Image object location entries:
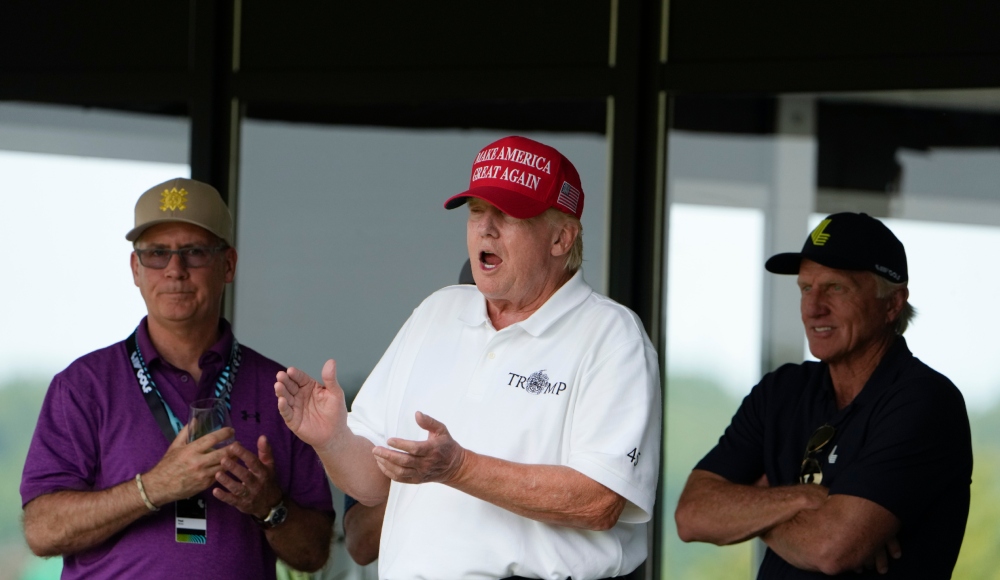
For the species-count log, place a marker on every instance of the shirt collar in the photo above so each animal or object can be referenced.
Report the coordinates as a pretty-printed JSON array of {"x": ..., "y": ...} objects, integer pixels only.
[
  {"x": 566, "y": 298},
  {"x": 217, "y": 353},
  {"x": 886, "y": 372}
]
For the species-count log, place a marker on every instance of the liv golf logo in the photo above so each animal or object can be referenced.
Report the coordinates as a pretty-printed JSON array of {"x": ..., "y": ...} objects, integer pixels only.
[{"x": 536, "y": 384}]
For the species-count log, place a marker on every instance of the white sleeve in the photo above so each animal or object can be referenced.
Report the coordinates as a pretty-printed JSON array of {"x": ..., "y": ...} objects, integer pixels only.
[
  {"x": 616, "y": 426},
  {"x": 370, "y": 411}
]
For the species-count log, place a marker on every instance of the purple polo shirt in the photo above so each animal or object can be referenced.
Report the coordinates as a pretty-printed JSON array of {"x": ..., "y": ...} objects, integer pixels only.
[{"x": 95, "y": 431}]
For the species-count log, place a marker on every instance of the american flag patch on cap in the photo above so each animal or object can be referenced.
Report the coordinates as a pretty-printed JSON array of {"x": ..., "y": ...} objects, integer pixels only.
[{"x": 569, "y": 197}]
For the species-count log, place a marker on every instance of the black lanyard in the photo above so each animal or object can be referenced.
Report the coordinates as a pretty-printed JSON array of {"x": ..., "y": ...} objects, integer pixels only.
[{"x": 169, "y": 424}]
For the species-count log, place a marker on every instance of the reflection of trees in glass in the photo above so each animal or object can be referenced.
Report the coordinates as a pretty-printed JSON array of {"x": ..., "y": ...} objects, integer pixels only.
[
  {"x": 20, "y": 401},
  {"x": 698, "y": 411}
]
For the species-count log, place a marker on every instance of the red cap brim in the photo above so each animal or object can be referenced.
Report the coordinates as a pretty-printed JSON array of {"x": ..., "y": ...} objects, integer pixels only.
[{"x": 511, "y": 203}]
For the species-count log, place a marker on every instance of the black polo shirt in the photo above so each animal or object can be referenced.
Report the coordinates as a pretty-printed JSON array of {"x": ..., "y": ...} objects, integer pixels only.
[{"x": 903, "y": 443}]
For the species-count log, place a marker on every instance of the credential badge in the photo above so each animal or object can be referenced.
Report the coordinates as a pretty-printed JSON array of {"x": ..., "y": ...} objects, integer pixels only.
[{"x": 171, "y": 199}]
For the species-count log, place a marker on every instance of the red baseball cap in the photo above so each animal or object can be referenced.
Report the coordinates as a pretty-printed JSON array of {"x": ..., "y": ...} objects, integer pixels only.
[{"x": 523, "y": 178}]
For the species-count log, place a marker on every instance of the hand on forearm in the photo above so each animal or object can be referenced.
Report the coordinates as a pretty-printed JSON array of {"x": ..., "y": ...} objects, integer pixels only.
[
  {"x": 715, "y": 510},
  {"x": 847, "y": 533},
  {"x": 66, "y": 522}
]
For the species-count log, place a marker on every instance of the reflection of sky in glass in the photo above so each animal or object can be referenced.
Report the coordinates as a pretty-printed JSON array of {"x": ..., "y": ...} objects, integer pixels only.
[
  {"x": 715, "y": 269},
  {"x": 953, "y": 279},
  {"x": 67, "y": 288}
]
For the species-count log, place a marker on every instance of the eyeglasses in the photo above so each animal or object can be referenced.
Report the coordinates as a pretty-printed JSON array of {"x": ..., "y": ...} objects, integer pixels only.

# [What you have to do]
Retype the data above exactly; pictures are not part of the copy.

# [Solution to this exercise]
For the species-count log, place a marker on every instance of the shirt collar in the photo above so each animal or object can be referenced.
Report the coordinates as a pretty-printed JSON array of {"x": ..., "y": ...} objects, integer pixels only.
[
  {"x": 566, "y": 298},
  {"x": 217, "y": 353},
  {"x": 886, "y": 372}
]
For the species-count log, place a marker on every instance of the liv golf logo in the photo above so each animal or object can be referenced.
Report the coordinates as a pretty-printed JSON array of {"x": ..., "y": ...} objects, integer pixels only.
[{"x": 536, "y": 384}]
For the species-count log, place a marker on every instance of the white sleeve in the photo above so each animal or object can be referenced.
Report the coordinates as a pretty-printed JSON array of {"x": ..., "y": ...} objects, integer pixels only.
[
  {"x": 616, "y": 426},
  {"x": 370, "y": 411}
]
For the species-count log, place a marker on every instance of the purple polo shirt in the photo above so each animal or object can be referenced.
Report the coordinates as a pretty-printed JSON array of {"x": ..., "y": ...} objects, integer pixels only.
[{"x": 95, "y": 431}]
For the species-count log, place a marker on every instance of the american flag patch on cap in the photo above so each animal or object can be referenced.
Report the coordinates as a pretty-printed JSON array of {"x": ..., "y": ...} objects, integer pixels only.
[{"x": 569, "y": 197}]
For the species-count log, place a marker on every instance of the black lanyard in the photo above so each animal or object can be referenced.
Report the coordinates as a pretty-printed JSON array of {"x": ..., "y": ...} objects, integer pixels only.
[{"x": 169, "y": 424}]
For the species-count log, place a marker on every instance of the reflection of trees in glass in the photo above so each animal or object can be referenced.
Report the coordinates as a pretty-printed JSON array of {"x": ..., "y": ...} objects, integer pixels only.
[
  {"x": 20, "y": 401},
  {"x": 698, "y": 411}
]
For the species-count log, place a marker on every instance of the red cap brim in the photo above so each animal or object can be referenced.
Report the coordinates as a pretty-printed JSON array of {"x": ..., "y": ...} objects, integer pixels only.
[{"x": 511, "y": 203}]
For the species-count log, place a marker on every instance of the black polo shirt in the photo above so each animal or object can be referenced.
Report the coordinates as a pretty-printed JSON array of {"x": ..., "y": ...} objects, integer pixels only.
[{"x": 903, "y": 443}]
For the species-count log, place a marker on every instance of the credential badge in the photo above so each animal or object can be referenced.
Report the coordinates as a pretty-printed JSON array of {"x": ..., "y": ...} objects, integer pixels only.
[{"x": 171, "y": 199}]
For the species-count log, place a marker on every instance of the red baseball cap in the photo above so each animal or object can be referenced.
Report the coordinates as a pretty-printed JSON array of {"x": ..., "y": ...} objects, integer pixels only.
[{"x": 523, "y": 178}]
For the species-count log, place a marker on every instance of the hand on forearm in the photo above so each animal or object can be referenced.
Report the coordinates as a pretty-printed JSON array of {"x": ..., "y": ...} objects, integer pixels only.
[
  {"x": 715, "y": 510},
  {"x": 847, "y": 533},
  {"x": 66, "y": 522}
]
For the species-count log, place a marker on every instance of the reflection of sky in glass in the photo above so each animal or object can be referenced.
Report the coordinates as a pretty-printed JSON array of {"x": ..., "y": ...} objects, integer pixels only.
[
  {"x": 715, "y": 269},
  {"x": 953, "y": 279},
  {"x": 67, "y": 288}
]
For the species-count log, place a marker on every instance of the eyeglasses in the photo above so each animal or object can be referenced.
Report the coordinates as a pretty-printed JSON array of {"x": ..., "y": ...} objects, integer pixels only.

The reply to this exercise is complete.